BEGIN TEXT SEGMENT

Monday, April 4, 2016

Nebraska Is Redesigning Its License Plate, but Not Because It Looks Like a Guy Holding His Huge Balls

Those are balls

Once again, the mainstream media is trying to pull the wool over the eyes of the general populace. Once again, they refuse to tell us what our eyes can plainly see, obfuscating reality rather than revealing it. Once again, they have shown themselves to be in the service of the powerful rather than the truth.

I guess I have to say this, because apparently no one else will: The new design for Nebraska's license plate, which was scrapped at the last second on Friday because of a kerfuffle over the depiction of the plate's central figure, looks like a dude with huge balls. It looks like a guy with huge balls who is holding them up as if to say, "Hey, here are my huge balls. Don't you like them?"

The guy in question is called the Sower, and that's what he's depicted doing, sowing, which means throwing seeds out from a big bag of seeds. There's a statue of him doing this on top of the Nebraska State Capitol, and in three dimensions, it's pretty obvious what he is doing, i.e., spreading seed and not holding his huge testicles. Let's take a look:

Photo via Wikipedia

But besides the Nebraska Sower, there is also the Michigan State Sower, who is pretty much the same thing except he's doing something different with his hands. He can be found as an engraving on the Michigan State campus. The two sowers were both made by the legendary art deco sculptor Lee Lawrie, who apparently was not above getting paid for the same idea twice. Way to hustle, Lee! It's the Michigan State Sower who ended up on the Nebraska license plate design, because Jeff Heldt, the ordinary Nebraskan who submitted the design as a contest entry way back in 2002, didn't know about the two different sowers. Here's the Michigan Sower:

Photo via Wikipedia

Note the hand clutching the bag, full-fisted with a bit of slack at the end, as opposed to the dainty pinch employed by the sower on the Nebraska State Capitol. But also note that, in context, it doesn't really look like a guy who has to hold up his gigantic balls, either to prevent them from dragging painfully across the field, or because it just feels nice—I don't know, he's not on trial here. Now let's take another look at him as he almost appeared on the vehicles of Nebraska's motorists:

Those are balls.

END TEXT SEGMENT

WHAT TO DO ->
Answer these questions about the post on Nebraska's license plate redesign, numbering each answer to match its question.
1. Where does a statue of the Sower stand in Nebraska?
2. Which sculptor made both the Nebraska and Michigan State sowers?
3. In what year did Jeff Heldt submit his design as a contest entry?
The listing that comes next has no connection to the post above.

BEGIN RECORD SET

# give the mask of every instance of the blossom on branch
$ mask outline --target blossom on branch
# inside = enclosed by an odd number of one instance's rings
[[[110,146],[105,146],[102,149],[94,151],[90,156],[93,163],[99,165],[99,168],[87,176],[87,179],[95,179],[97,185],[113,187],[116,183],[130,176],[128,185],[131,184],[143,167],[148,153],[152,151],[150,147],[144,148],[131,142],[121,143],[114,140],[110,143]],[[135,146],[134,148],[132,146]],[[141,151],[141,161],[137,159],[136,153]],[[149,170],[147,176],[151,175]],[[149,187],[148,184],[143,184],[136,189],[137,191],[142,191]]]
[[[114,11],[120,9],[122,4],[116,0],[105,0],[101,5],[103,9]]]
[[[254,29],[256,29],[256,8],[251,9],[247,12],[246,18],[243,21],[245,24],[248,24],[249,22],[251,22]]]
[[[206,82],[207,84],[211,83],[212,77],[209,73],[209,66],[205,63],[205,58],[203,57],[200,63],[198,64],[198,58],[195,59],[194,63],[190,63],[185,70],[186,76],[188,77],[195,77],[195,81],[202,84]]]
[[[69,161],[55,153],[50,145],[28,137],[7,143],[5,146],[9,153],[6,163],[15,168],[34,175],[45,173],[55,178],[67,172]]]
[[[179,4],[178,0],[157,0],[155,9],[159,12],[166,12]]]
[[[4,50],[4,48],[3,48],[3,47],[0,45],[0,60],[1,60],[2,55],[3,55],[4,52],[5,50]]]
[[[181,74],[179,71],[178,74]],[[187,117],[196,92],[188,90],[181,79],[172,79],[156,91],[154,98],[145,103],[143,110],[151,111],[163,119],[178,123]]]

END RECORD SET

OUTPUT BELOW ->
1. On top of the Nebraska State Capitol.
2. Lee Lawrie.
3. 2002.